● Raw data
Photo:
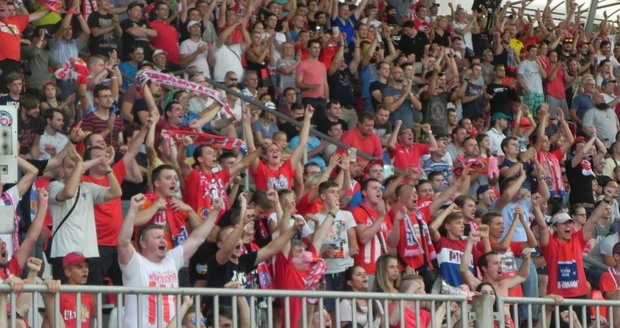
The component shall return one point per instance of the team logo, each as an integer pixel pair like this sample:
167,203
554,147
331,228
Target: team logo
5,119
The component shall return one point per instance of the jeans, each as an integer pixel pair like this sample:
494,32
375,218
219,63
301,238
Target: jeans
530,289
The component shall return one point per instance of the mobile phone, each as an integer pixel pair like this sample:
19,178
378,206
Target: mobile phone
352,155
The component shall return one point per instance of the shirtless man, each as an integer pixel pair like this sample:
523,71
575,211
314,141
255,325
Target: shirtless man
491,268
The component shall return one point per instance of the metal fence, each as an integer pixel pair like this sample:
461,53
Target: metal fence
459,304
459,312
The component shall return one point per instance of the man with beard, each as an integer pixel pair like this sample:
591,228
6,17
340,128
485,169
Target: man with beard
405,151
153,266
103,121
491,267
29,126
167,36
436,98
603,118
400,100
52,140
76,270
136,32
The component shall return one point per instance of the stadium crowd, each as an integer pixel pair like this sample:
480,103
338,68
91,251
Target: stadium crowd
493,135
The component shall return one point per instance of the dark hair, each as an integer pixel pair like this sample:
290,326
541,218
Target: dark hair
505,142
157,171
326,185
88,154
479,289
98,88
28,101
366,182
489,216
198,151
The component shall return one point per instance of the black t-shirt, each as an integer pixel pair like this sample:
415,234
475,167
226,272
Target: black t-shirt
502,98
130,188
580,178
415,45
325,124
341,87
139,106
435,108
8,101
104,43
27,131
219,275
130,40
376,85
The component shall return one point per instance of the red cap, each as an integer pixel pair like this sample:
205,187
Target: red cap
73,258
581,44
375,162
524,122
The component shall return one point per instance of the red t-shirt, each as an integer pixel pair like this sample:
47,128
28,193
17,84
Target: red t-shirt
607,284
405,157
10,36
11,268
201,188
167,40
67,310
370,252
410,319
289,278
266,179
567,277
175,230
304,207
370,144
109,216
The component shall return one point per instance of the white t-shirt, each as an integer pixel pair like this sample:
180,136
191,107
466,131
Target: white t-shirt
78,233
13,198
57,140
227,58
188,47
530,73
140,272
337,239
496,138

--

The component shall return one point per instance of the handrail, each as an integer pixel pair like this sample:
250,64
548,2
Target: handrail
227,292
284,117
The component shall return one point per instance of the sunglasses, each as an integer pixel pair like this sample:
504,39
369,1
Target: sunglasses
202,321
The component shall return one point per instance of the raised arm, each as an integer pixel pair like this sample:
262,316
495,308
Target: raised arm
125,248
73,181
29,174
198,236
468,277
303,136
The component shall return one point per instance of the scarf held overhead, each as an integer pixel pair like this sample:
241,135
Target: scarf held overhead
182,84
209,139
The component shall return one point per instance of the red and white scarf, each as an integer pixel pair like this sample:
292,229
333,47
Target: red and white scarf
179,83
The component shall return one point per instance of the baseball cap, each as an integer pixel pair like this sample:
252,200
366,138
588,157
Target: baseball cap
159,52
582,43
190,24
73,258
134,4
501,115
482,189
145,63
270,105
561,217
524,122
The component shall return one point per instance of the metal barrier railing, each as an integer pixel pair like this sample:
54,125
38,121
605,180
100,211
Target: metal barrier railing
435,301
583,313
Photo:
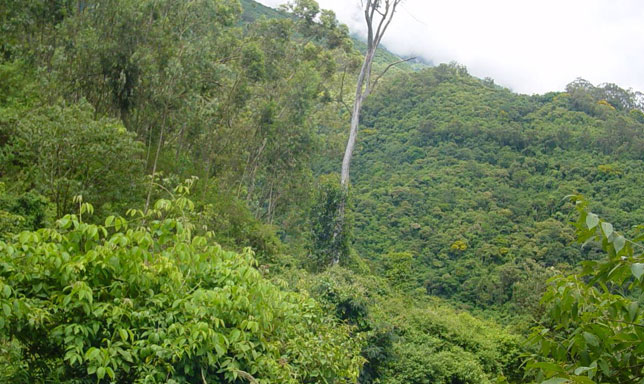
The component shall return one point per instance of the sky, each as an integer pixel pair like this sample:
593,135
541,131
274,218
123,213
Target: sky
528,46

* * *

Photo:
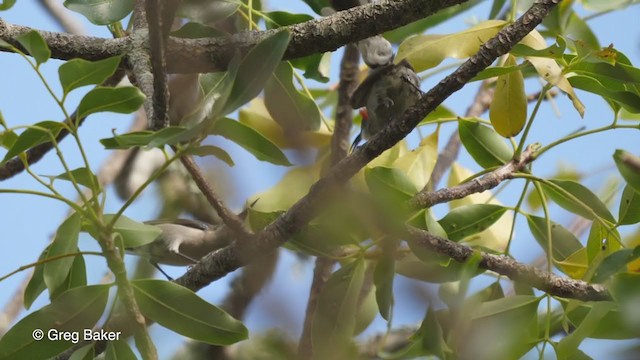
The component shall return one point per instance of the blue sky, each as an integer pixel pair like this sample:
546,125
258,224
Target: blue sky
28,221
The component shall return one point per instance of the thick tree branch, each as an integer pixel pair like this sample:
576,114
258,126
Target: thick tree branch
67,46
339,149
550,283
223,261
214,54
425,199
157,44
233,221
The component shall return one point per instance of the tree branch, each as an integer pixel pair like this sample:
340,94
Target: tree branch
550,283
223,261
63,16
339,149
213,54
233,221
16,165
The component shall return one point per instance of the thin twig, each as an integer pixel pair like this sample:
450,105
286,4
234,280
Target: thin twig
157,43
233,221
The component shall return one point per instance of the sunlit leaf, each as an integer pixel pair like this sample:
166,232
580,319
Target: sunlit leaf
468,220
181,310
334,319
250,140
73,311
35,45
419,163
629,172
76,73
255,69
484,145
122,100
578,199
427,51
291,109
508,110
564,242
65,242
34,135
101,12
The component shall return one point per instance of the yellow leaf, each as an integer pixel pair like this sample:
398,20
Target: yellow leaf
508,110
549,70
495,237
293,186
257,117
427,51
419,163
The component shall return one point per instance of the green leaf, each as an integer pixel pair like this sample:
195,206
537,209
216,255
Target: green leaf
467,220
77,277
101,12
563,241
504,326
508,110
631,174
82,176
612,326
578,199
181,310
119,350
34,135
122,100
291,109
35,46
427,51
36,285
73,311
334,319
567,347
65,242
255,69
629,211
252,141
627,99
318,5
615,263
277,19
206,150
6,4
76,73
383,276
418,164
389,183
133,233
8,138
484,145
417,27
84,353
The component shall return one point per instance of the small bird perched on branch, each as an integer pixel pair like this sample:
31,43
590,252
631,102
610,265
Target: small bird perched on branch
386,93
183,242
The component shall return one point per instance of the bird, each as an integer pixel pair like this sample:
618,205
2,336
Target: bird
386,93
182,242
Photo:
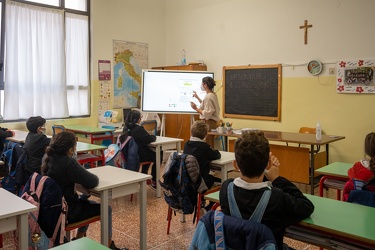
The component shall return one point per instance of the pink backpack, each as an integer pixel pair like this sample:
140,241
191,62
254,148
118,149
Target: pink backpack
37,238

● Work required
Taking the entries above, print exactly the lines starting at the line with "the red and" and ending at the line with "of the baseball", both included.

● Solution
The component shall return one point per instance of the red and white scarf, each as an integer pixel pair like this sample:
292,229
333,47
Target: red and white scarf
179,83
The component shall return one point per instance of the baseball cap, each as an integer pixel pair like this sample:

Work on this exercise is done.